··· Cuplikan Data

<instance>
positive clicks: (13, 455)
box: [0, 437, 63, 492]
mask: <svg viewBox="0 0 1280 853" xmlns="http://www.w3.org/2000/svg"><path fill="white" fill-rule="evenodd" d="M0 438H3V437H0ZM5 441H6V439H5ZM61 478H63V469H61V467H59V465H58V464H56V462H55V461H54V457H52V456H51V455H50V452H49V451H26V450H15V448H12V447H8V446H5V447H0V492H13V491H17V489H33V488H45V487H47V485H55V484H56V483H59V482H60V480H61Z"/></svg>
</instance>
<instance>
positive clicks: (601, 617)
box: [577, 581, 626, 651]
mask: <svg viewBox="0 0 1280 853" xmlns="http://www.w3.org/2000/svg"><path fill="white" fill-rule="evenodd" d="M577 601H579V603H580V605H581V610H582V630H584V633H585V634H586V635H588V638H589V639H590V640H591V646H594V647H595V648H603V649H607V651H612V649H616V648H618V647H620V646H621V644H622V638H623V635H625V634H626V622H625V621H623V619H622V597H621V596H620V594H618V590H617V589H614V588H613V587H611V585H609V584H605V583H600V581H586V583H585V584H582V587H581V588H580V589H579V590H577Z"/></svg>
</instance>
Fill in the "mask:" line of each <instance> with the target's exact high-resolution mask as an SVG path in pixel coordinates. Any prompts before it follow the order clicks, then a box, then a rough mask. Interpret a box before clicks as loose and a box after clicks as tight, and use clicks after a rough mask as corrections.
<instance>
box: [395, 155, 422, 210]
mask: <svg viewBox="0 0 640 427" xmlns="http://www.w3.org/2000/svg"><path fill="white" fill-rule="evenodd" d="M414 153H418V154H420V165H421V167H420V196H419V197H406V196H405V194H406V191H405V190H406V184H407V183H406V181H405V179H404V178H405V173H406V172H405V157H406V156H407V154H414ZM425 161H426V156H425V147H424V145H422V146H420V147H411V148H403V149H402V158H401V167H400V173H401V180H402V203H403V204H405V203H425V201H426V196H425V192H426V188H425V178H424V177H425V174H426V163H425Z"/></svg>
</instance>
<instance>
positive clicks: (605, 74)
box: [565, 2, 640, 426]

······

> **Instruksi Tugas**
Kutip semua baris dalam daftar di atas yang mengandung kata "positive".

> **Kolom Jawaban**
positive clicks: (13, 455)
positive clicks: (601, 617)
positive clicks: (605, 74)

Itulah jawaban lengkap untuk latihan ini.